CHALLENGE -
Return the line containing "[locate] gown sleeve" and all lines after it exactly; stop at the end of the material.

Saved entries

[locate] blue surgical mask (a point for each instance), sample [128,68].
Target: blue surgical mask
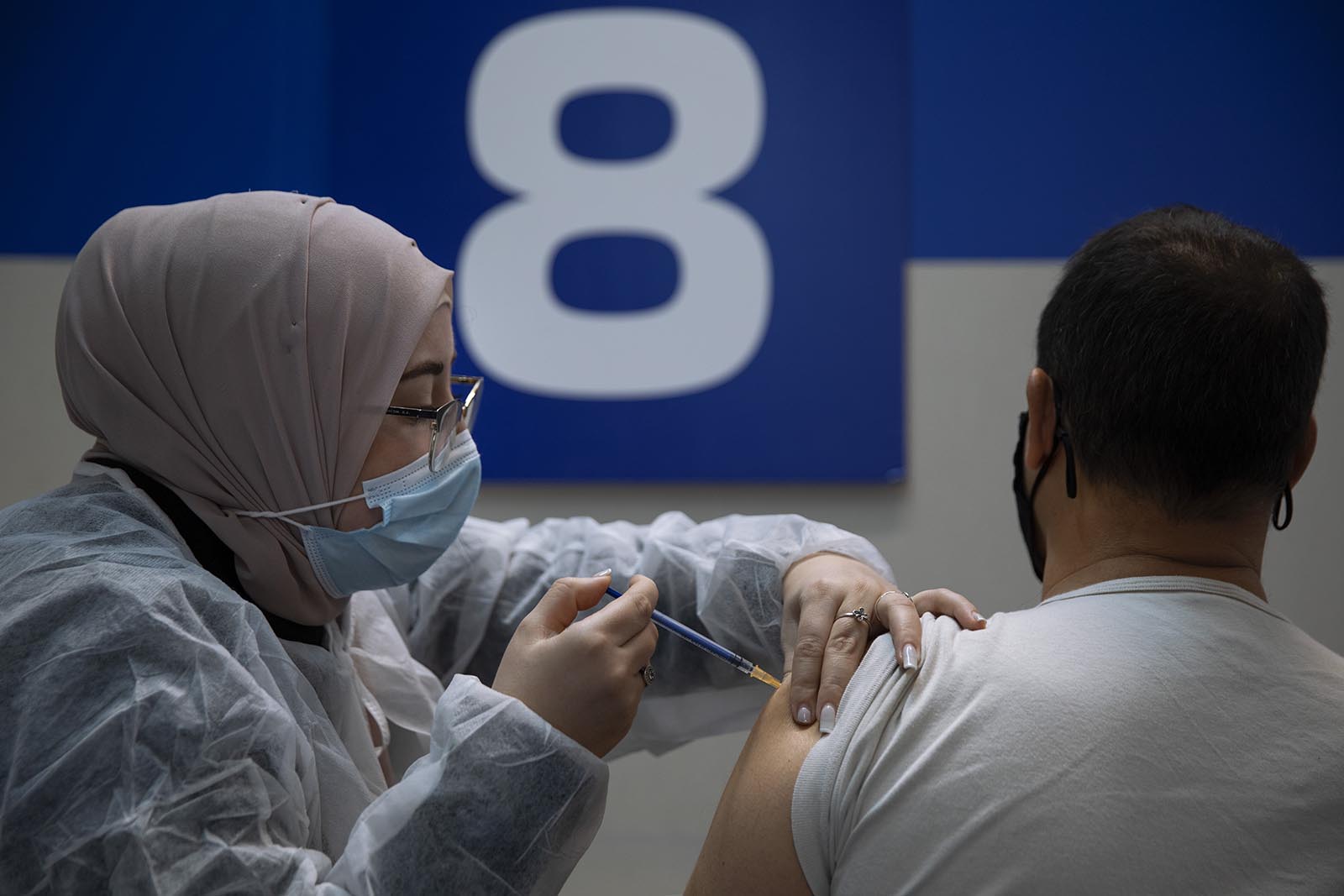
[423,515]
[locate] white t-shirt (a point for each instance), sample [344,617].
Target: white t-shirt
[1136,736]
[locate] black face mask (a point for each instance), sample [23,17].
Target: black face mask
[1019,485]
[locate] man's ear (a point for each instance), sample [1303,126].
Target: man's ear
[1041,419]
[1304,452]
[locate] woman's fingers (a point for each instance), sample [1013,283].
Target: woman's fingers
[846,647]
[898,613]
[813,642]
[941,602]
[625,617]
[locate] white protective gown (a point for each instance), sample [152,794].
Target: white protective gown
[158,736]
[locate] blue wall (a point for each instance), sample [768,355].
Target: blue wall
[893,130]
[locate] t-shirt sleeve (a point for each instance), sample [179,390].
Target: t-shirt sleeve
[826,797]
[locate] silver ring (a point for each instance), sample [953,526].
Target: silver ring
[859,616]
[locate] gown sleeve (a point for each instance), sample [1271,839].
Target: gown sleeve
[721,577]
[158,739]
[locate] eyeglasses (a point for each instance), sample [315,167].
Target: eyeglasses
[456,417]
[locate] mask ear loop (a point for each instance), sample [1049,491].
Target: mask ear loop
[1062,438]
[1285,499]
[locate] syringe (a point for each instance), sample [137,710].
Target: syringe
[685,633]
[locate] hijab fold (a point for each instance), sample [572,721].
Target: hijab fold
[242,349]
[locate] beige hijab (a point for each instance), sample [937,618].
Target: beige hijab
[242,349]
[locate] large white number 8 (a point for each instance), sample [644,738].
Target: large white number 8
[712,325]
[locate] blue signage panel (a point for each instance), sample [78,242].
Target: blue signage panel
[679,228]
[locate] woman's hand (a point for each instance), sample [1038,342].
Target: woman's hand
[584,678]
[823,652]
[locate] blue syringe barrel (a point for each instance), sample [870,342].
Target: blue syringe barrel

RESULT OF THIS TASK -
[locate] gown sleeve (a point for each instance), sample [1271,839].
Target: gown sleeve
[721,577]
[158,739]
[locate] eyeglasses (a point for each instance), sample [315,167].
Target: eyeglasses
[456,417]
[locate] mask ear loop (a point for each instance), sample [1049,491].
Target: mask ear loop
[1062,438]
[1285,499]
[locate] syringe (a point for each instance), sample [137,710].
Target: syringe
[685,633]
[locate] hijab fold (a point for each instance), sample [572,721].
Target: hijab fold
[242,349]
[locate] beige hijab (a point for each instance), sample [937,618].
Target: beige hijab
[242,349]
[locate] large white number 8 (a point for each instance), sample [644,738].
Target: large white number 8
[712,325]
[locate] blue signage panel (a point for each instance), sample [78,242].
Target: blue signage panel
[679,228]
[locate] woman's hand (a point for each instance), sample [1038,342].
Target: woman's hand
[584,678]
[823,652]
[locate] blue syringe barrel (a point for each instance), sample [870,342].
Target: blue syringe barrel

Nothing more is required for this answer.